## Excerpt
start

In a decision rendered
last Friday, the Kentucky Court
of Appeals clarified how the statute of limitations for
allegations of
the breach of fiduciary duty is to be applied. Most importantly, the Court held that a discovery rule does not apply with respect to allegations of breach of fiduciary duty. Middleton v. Sampey, No. 2015-CA-001029-MR, 2017 WL 2605224
(Ky. App. June 16, 2017).
This dispute arose out of the operation and management of Hardscuffle,
Inc. and its subsidiary, American Life and Accident Insurance
Company of Kentucky. In August, 1999, American Life and Hardscuffle entered into a share exchange agreement
consequent to which American Life became a wholly-owned subsidiary
of Hardscuffle. Thereafter, in January, 2000, Nancy Lampton and James Sampey (Sampey being the then trustee of certain trust to which the plaintiff
is a remaindermen beneficiary) entered into an agreement pursuant
to which they would vote all of their shares as a block.

end

## Material provided
start

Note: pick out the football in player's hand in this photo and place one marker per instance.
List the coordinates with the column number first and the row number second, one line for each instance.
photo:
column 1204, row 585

end

## Work instructions
1) In the Middleton v. Sampey passage, rewrite the part starting at "In a decision" and ending at "June 16, 2017).", changing "Friday" to "Thursday".
2) Sum up the Middleton v. Sampey passage in two sentences.
The listing has nothing to do with the Middleton v. Sampey passage.

## Responses in order
1)
In a decision rendered
last Thursday, the Kentucky Court
of Appeals clarified how the statute of limitations for
allegations of
the breach of fiduciary duty is to be applied. Most importantly, the Court held that a discovery rule does not apply with respect to allegations of breach of fiduciary duty. Middleton v. Sampey, No. 2015-CA-001029-MR, 2017 WL 2605224
(Ky. App. June 16, 2017).

2) In Middleton v. Sampey, the Kentucky Court of Appeals clarified how the statute of limitations applies to claims of breach of fiduciary duty, holding that no discovery rule applies to them. The dispute arose from the running of Hardscuffle, Inc. and its subsidiary American Life and Accident Insurance Company of Kentucky, which became wholly owned by Hardscuffle through a 1999 share exchange, after which Nancy Lampton and James Sampey agreed in 2000 to vote all their shares as a block.